▶ [Document excerpt]:
* * *
A former Great British Bake Off contender created a giant ‘carrot cake’ to mark Britain’s third National Racehorse Week.
Rosie Brandreth, who was a semi-finalist in the 2019 series and won the 2020 Great Christmas Bake Off, made the 2.5m x 2.2m cake, which weighed about 600kg, using hay layered with horse feed and oats, topped with baked turmeric treats, orange and purple carrots, apples and Polos.
The cake was unveiled at Fergal O’Brien Racing’s yard near Cheltenham to launch the week, which Great British Racing runs from 9 to 17 September. The event aims to celebrate Britain’s racehorses, with 130 free events due to be attended by up to 15,500 members of the public to “witness first-hand the care, love and attention that go into racing’s incredible horses”.
Rosie, who has ridden out for Fergal, is a vet, and she competed in last year’s Magnolia Cup charity Flat race at Goodwood.
“We had great fun,” she said. “I was asked to be involved in this slightly bonkers project, making a cake for horses – I think a few people were disappointed after they heard it was carrot cake!
“It will be really nice for everyone to see how well looked after these horses are, and how much they really are loved.”
Guests to Fergal’s yard were invited to feed pieces of the cake to the equine residents during their visit.
* * *
▶ [Written task]: Write the next part of the article above about the giant carrot cake made for horses, picking up after its final sentence.

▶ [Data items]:
* * *
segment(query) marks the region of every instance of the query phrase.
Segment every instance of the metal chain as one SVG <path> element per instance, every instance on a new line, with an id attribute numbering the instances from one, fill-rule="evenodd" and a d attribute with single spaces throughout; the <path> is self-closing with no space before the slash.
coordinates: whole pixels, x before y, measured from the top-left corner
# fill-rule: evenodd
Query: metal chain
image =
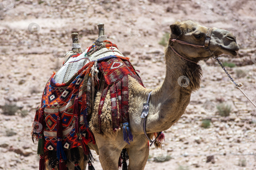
* * *
▶ [Response to this task]:
“It was fantastic to welcome guests to the yard this morning to see our horses and give them the chance to meet the staff who care for them each day,” Fergal said. “Guests were able to feed the horses some of the carrot cake and it was great to see people interacting with horses. For some people this was the first time.
“We have taken part in National Racehorse Week since it began in 2021 and we’re proud to be part of the event. I hope that as many people as possible get the chance to attend events this week and come behind the scenes of our sport.”
ITV Racing presenter Chris Hughes said he is delighted to be an ambassador for the week.
“It has been brilliant to be able to show people just how much care goes into looking after racehorses,” he said.
“Everyone working in the sport is passionate about providing the best possible care we can to the horses we all adore, and I am really proud of the fact that so many members of the public have been able to see that today.”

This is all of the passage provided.